> Ziel der Aufgabe: Finde in der folgenden Auflistung jede Zeile, die das Wort "person" enthält, und schreibe diese Zeilen unverändert ab. Dabei zählt die Groß- und Kleinschreibung.

> Eingabedaten:
--*--

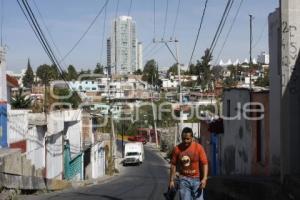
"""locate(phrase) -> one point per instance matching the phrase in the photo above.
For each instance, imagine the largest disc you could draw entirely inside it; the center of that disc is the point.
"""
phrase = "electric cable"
(176, 17)
(166, 19)
(87, 30)
(130, 7)
(198, 32)
(230, 29)
(221, 25)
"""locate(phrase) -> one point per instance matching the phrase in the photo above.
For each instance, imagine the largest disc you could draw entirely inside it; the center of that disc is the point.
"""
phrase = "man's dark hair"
(186, 130)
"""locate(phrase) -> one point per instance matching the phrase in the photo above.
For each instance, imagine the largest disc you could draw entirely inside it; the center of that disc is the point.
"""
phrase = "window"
(258, 141)
(228, 108)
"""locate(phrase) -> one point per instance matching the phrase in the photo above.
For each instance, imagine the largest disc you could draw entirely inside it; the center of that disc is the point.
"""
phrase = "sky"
(65, 21)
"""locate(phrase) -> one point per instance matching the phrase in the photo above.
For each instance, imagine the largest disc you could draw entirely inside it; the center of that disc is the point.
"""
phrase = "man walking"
(188, 157)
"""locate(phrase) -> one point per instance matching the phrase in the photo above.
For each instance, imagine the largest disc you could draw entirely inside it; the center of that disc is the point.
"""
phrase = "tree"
(28, 78)
(71, 73)
(150, 73)
(44, 73)
(47, 73)
(138, 72)
(98, 69)
(74, 99)
(20, 101)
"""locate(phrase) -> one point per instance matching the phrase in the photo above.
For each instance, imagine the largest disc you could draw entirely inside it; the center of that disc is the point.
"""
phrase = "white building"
(263, 58)
(3, 87)
(140, 65)
(123, 47)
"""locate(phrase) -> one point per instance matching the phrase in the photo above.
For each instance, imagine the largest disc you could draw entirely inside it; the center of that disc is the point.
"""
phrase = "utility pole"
(250, 62)
(176, 57)
(154, 116)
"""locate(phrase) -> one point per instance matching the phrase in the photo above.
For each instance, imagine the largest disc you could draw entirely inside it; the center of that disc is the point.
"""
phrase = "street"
(147, 181)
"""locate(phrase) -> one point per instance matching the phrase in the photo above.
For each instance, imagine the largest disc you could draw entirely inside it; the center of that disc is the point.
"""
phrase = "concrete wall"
(54, 156)
(261, 132)
(98, 160)
(36, 146)
(3, 124)
(275, 92)
(3, 83)
(17, 125)
(61, 125)
(290, 104)
(73, 134)
(236, 141)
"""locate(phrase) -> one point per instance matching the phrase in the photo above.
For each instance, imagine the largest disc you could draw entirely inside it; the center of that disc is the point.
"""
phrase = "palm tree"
(20, 101)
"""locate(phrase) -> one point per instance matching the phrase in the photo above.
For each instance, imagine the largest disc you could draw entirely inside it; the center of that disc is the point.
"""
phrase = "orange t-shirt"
(188, 159)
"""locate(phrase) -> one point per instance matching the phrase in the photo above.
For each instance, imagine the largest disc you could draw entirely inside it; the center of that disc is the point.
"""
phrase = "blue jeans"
(189, 189)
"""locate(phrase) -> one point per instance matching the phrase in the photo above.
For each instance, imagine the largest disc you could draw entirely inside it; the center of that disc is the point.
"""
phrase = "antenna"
(2, 16)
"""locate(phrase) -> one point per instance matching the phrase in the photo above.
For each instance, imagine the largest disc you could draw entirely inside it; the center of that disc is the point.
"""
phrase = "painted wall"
(98, 160)
(290, 87)
(17, 125)
(61, 125)
(3, 125)
(35, 144)
(73, 132)
(275, 92)
(261, 131)
(236, 141)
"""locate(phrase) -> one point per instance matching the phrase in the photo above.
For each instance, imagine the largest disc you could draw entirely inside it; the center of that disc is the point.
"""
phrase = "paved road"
(147, 181)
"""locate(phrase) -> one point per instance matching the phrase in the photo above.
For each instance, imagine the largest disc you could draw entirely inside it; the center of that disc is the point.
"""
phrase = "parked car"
(137, 138)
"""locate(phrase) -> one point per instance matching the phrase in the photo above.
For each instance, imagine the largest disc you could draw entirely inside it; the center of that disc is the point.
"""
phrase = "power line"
(2, 19)
(197, 37)
(261, 34)
(41, 37)
(221, 25)
(230, 29)
(84, 34)
(154, 25)
(166, 19)
(176, 17)
(130, 7)
(103, 33)
(47, 29)
(117, 9)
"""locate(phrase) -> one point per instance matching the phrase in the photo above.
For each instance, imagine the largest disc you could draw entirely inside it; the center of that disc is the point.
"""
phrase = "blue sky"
(67, 20)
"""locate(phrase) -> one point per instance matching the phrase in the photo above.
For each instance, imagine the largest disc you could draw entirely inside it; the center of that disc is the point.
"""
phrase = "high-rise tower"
(122, 46)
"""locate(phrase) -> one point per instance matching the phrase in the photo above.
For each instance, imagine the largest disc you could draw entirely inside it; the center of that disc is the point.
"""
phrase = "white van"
(134, 153)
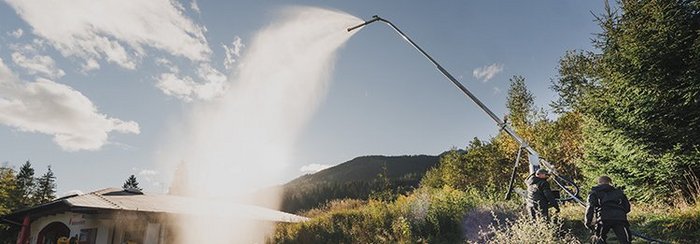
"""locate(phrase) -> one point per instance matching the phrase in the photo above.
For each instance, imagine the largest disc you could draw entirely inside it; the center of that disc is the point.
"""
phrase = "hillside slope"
(358, 178)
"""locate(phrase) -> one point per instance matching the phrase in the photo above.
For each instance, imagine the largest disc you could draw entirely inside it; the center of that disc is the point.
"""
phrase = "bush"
(426, 216)
(527, 230)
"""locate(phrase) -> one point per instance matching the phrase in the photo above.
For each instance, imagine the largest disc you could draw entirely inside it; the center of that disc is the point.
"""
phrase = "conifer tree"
(22, 194)
(131, 183)
(46, 187)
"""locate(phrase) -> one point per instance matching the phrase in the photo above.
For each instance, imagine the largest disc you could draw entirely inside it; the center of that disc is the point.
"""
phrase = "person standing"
(607, 209)
(539, 195)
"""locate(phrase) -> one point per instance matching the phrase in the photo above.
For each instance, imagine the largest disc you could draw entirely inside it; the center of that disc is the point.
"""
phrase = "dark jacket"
(539, 193)
(605, 202)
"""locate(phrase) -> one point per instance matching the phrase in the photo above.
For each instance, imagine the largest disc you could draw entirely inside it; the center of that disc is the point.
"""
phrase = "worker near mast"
(607, 209)
(539, 195)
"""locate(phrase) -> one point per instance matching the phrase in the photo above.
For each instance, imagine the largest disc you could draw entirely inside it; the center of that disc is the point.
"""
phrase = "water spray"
(533, 157)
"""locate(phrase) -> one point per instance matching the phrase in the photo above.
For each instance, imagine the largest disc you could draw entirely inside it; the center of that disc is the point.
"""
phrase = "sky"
(95, 88)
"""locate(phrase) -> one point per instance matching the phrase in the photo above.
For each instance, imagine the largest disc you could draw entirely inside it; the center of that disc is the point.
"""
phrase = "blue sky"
(103, 83)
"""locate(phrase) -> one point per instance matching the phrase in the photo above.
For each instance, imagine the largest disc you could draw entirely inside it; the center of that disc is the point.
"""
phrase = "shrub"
(527, 230)
(426, 216)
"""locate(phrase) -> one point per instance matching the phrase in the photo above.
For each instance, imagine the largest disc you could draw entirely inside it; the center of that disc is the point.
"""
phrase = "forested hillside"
(358, 178)
(630, 109)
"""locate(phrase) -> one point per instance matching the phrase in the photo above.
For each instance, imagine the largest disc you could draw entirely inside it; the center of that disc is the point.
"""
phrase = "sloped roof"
(121, 200)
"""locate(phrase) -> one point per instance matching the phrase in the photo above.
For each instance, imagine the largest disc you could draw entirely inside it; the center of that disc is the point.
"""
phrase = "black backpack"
(611, 201)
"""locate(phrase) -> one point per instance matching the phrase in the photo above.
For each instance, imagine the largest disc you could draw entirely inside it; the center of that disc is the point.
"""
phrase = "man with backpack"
(539, 195)
(607, 209)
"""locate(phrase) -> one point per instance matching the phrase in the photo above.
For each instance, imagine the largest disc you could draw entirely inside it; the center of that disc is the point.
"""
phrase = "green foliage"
(482, 166)
(46, 187)
(528, 230)
(8, 182)
(639, 97)
(23, 192)
(20, 190)
(378, 177)
(131, 183)
(7, 186)
(485, 165)
(426, 216)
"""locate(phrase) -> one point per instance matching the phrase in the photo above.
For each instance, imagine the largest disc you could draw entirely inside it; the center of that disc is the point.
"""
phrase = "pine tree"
(46, 187)
(639, 96)
(22, 195)
(131, 183)
(7, 187)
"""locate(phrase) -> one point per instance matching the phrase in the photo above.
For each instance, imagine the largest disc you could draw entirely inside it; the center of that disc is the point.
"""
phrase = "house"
(127, 216)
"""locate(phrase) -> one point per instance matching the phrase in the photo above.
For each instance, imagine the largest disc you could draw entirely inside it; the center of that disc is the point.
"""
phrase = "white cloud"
(313, 168)
(496, 90)
(210, 83)
(195, 7)
(117, 31)
(185, 88)
(487, 72)
(148, 172)
(47, 107)
(232, 52)
(38, 64)
(16, 33)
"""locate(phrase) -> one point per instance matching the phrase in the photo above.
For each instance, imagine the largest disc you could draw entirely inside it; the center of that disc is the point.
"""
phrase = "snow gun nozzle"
(374, 18)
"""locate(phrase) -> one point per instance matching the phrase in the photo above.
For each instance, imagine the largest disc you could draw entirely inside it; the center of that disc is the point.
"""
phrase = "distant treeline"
(360, 178)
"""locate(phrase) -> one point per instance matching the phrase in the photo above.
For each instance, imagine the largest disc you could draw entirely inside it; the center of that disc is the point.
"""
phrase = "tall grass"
(527, 230)
(426, 216)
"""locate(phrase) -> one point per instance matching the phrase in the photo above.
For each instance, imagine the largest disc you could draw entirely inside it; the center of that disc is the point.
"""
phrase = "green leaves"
(639, 95)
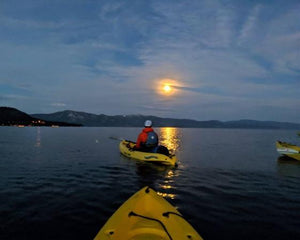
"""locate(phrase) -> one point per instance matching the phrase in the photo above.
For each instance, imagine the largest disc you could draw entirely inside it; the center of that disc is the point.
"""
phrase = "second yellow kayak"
(288, 149)
(147, 216)
(126, 148)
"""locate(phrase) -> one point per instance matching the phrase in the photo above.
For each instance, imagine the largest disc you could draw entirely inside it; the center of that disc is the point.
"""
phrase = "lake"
(64, 183)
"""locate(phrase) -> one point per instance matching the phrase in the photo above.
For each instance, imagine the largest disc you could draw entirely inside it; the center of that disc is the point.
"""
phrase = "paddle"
(117, 138)
(120, 139)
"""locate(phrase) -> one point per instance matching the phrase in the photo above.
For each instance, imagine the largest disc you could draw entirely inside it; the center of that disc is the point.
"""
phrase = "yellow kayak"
(147, 216)
(126, 148)
(288, 149)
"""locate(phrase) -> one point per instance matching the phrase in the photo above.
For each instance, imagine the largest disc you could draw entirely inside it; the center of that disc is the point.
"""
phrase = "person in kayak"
(147, 140)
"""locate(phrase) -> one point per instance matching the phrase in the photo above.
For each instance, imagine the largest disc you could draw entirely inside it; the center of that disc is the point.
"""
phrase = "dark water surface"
(64, 183)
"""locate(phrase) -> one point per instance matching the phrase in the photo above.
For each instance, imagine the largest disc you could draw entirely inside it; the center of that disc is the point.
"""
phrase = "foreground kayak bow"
(147, 216)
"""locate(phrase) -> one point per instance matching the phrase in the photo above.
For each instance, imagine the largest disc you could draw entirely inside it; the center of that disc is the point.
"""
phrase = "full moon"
(167, 88)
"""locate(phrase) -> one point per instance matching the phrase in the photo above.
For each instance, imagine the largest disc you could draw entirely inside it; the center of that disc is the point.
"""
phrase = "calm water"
(64, 183)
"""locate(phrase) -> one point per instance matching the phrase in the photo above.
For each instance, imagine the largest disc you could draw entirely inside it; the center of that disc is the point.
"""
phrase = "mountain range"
(88, 119)
(12, 116)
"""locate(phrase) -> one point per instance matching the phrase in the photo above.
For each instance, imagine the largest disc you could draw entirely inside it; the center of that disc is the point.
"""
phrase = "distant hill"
(88, 119)
(11, 116)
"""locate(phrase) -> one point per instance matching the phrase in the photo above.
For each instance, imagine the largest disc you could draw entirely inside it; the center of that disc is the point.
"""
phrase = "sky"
(223, 60)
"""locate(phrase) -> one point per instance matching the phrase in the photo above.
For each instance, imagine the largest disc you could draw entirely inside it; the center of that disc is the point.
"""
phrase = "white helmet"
(148, 123)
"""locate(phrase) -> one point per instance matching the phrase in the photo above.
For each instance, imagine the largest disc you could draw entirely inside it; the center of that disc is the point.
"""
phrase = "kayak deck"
(126, 148)
(288, 149)
(147, 216)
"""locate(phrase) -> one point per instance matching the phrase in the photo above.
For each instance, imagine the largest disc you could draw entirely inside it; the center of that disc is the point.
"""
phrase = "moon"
(167, 88)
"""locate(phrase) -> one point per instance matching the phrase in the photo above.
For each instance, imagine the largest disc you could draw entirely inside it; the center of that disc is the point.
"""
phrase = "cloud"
(58, 104)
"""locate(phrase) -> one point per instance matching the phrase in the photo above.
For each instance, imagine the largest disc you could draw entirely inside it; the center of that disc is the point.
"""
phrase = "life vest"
(152, 140)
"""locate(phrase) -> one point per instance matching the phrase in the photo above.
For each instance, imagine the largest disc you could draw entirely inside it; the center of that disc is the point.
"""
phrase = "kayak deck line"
(147, 216)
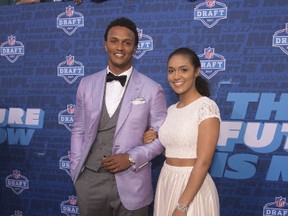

--*--

> Lösung:
phrase = "person standing"
phrase = "person in kayak"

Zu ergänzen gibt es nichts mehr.